> _Given task_: Please lay out every line of the listing below as a JSON list of strings, with one string per line and blank lines omitted.

[Excerpts of pointing data]
○ ○ ○

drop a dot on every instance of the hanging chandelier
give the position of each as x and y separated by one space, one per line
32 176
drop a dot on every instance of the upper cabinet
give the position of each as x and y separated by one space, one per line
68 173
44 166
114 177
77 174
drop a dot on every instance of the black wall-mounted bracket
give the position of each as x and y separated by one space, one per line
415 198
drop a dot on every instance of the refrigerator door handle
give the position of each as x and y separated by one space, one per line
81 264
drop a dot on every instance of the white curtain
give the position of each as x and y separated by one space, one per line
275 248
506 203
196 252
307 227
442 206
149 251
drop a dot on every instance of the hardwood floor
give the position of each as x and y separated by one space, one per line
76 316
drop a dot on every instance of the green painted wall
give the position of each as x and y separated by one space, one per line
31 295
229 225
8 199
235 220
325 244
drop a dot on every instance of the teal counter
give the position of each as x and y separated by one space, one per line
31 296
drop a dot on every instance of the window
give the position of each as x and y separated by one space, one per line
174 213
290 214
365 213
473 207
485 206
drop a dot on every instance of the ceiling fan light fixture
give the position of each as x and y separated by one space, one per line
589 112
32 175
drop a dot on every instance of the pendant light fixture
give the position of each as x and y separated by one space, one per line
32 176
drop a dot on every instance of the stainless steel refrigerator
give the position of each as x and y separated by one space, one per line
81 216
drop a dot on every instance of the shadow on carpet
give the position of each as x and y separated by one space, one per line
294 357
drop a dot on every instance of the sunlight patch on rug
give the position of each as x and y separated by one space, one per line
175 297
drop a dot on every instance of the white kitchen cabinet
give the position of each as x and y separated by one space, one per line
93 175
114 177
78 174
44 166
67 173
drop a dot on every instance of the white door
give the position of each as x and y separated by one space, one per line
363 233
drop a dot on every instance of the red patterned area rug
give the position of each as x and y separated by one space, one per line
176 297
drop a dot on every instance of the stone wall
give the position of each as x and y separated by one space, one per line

○ ○ ○

> _Full output_:
[
  "drop a dot on every instance of the hanging chandelier",
  "give the position of each as x and y separated by one space, one per line",
  "32 176",
  "drop a dot on every instance of the upper cabinet",
  "give the position of each as x and y separated by one space, one per line",
  "68 173",
  "44 166",
  "114 177",
  "77 174",
  "drop a dot on every instance of the black wall-mounted bracket",
  "give the position of each as x and y separated by one space, one per line",
  "415 198",
  "drop a dot on every instance of the refrigerator door handle",
  "give the position of each as x and y separated by one space, one per line",
  "81 264",
  "drop a dot on every instance of the white curtain",
  "give the position of each as x and y separated by one space, one per line",
  "275 248",
  "506 203",
  "196 252",
  "307 227",
  "442 206",
  "149 251",
  "drop a dot on every instance of the hardwood floor",
  "give the position of each as x and y separated by one space, one per line",
  "76 316",
  "drop a dot on every instance of the green painted wall",
  "give the position of each as x and y separated by one space, one per line",
  "31 295",
  "229 225",
  "8 199",
  "235 220",
  "325 244",
  "drop a dot on every instance of the teal counter",
  "give the position of each as x and y separated by one space, one per line",
  "31 296",
  "drop a dot on every instance of the window",
  "give the position of each as x and y separated by one space, one per line",
  "174 213",
  "290 214",
  "365 213",
  "473 207",
  "485 206",
  "drop a dot on every instance of the ceiling fan light fixture",
  "give the position of each as x and y separated by one space, one per line",
  "589 112",
  "32 175",
  "drop a dot on every instance of the pendant light fixture",
  "give the position of each as x and y separated by one space, one per line",
  "32 176",
  "drop a dot on every instance of the stainless steel refrigerator",
  "give the position of each as x and y separated by one space, one per line",
  "81 216",
  "drop a dot on every instance of the shadow on carpet",
  "give the position of each as x and y separated by one space, one per line",
  "294 357",
  "drop a dot on every instance of the sunlight patch on rug",
  "give the position of each as x and y separated by one space, one per line",
  "175 297",
  "drop a dot on every instance of the white kitchen cabinet",
  "give the position of each as x and y separated by one space, one per line",
  "93 175",
  "114 177",
  "78 174",
  "44 166",
  "67 173",
  "drop a dot on every instance of the white door",
  "give the position of each as x and y separated by one space, one per line",
  "363 233",
  "drop a dot on every instance of the red patterned area rug",
  "give the position of each as x and y separated by one space, one per line",
  "176 297",
  "drop a dot on every instance of the stone wall",
  "give the position of each as x and y separated by one space, one per line"
]